**Action item**:
Your task is to repeat the entries underneath exactly, minus the pictures.

Point-per-instance localization data:
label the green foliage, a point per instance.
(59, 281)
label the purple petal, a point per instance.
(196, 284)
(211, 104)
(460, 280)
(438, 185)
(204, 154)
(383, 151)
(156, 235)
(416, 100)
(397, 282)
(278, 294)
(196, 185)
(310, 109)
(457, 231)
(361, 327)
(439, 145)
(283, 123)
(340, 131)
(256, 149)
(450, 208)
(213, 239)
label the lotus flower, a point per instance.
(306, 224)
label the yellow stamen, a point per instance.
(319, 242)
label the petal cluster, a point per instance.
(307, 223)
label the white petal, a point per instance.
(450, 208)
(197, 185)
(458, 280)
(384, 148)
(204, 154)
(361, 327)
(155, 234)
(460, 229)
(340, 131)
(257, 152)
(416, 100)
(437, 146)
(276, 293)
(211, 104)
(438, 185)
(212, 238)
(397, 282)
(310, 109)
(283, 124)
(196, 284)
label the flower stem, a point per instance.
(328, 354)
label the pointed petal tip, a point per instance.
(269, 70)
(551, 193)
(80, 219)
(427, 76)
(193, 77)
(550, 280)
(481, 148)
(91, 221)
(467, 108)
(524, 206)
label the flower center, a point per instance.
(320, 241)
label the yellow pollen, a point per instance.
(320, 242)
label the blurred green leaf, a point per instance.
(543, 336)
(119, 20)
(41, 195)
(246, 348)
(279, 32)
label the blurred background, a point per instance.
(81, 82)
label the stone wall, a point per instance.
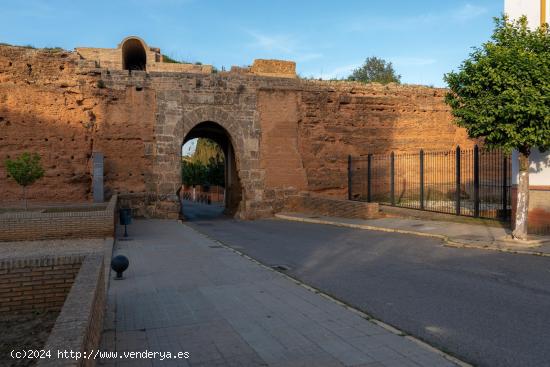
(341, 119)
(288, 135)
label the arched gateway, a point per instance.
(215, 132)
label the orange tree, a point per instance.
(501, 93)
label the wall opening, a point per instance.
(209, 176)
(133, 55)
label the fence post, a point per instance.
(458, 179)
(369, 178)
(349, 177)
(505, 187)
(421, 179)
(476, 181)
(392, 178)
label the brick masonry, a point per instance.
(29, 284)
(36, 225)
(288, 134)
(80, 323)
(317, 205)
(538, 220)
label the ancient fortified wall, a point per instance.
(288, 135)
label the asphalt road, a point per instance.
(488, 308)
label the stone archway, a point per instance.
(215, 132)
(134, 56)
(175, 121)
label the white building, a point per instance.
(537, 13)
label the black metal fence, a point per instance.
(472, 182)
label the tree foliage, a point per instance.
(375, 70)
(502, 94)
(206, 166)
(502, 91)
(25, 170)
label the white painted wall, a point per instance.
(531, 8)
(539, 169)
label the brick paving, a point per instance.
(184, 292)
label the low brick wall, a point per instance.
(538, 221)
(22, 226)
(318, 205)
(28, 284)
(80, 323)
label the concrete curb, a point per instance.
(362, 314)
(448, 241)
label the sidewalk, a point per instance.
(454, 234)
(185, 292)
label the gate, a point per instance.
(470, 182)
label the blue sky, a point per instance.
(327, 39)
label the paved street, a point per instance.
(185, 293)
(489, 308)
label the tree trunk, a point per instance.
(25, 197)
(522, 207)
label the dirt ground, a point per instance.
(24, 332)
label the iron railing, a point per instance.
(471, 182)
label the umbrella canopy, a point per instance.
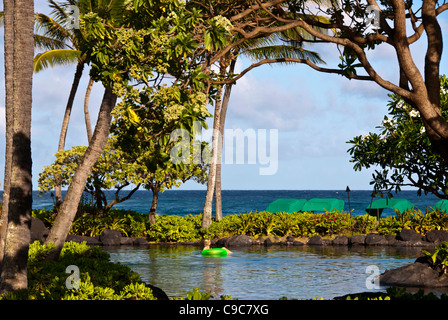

**Your response**:
label the green foliage, a point per instance.
(59, 281)
label the purple petal, a point per instance.
(196, 284)
(211, 104)
(460, 280)
(438, 185)
(204, 154)
(383, 151)
(156, 235)
(416, 100)
(397, 282)
(278, 294)
(196, 185)
(310, 109)
(457, 231)
(361, 327)
(439, 145)
(283, 123)
(340, 131)
(256, 149)
(450, 208)
(213, 239)
label the lotus flower, a point per instance.
(306, 224)
label the yellow stamen, a point per instance.
(319, 242)
label the petal cluster, a point per instance.
(307, 223)
label the white petal, a point per instance.
(450, 208)
(197, 185)
(458, 280)
(384, 148)
(204, 154)
(361, 327)
(155, 234)
(460, 229)
(340, 131)
(257, 152)
(416, 100)
(437, 146)
(276, 293)
(211, 104)
(438, 185)
(212, 238)
(397, 282)
(310, 109)
(283, 124)
(196, 284)
label the flower stem, a point per instance.
(328, 354)
label the pointed petal tip, a point per instance.
(269, 70)
(551, 193)
(80, 219)
(427, 76)
(193, 77)
(550, 280)
(481, 148)
(91, 221)
(467, 108)
(524, 206)
label the flower center, a point per instance.
(320, 241)
label the yellow pollen, a point per instance.
(320, 242)
label the blurred green leaf, a point per instance.
(543, 336)
(119, 20)
(41, 195)
(246, 348)
(279, 32)
label the blurred background, a point per instance.
(81, 82)
label the stone wall, a point per instance.
(341, 119)
(288, 135)
label the arched gateway, a point per instance.
(215, 132)
label the orange tree, a point per instance.
(501, 93)
label the wall opening, a point per instance.
(209, 176)
(133, 55)
label the fence post, a point per instance.
(458, 179)
(369, 178)
(349, 177)
(505, 187)
(421, 179)
(476, 181)
(392, 178)
label the brick masonry, a point per instance.
(29, 284)
(36, 225)
(288, 134)
(80, 323)
(317, 205)
(538, 220)
label the ancient fortified wall, a point per instance.
(288, 135)
label the asphalt road, a point per instance.
(488, 308)
label the stone archway, a point per instance.
(215, 132)
(134, 56)
(175, 121)
label the white building, a point per instance.
(537, 13)
label the black metal fence, a point per instance.
(472, 182)
label the tree foliage, a point per instance.
(375, 70)
(502, 94)
(206, 166)
(502, 91)
(25, 170)
label the white painted wall, a point per instance.
(531, 8)
(539, 169)
label the brick paving, a point per instance.
(184, 292)
label the low brick wall, a point per instance.
(538, 221)
(22, 226)
(318, 205)
(28, 284)
(80, 323)
label the concrete curb, a point per instance.
(362, 314)
(448, 241)
label the sidewalk, a point per instance.
(454, 234)
(185, 292)
label the gate, a point per instance.
(470, 182)
label the blue sky, a point per instance.
(327, 39)
label the paved street, a point per instance.
(185, 293)
(489, 308)
label the tree trunk, a point per instance.
(25, 197)
(522, 207)
label the dirt ground, a point per instance.
(24, 332)
label the iron railing, a point per instance.
(471, 182)
label the umbrella canopy, a point per instance.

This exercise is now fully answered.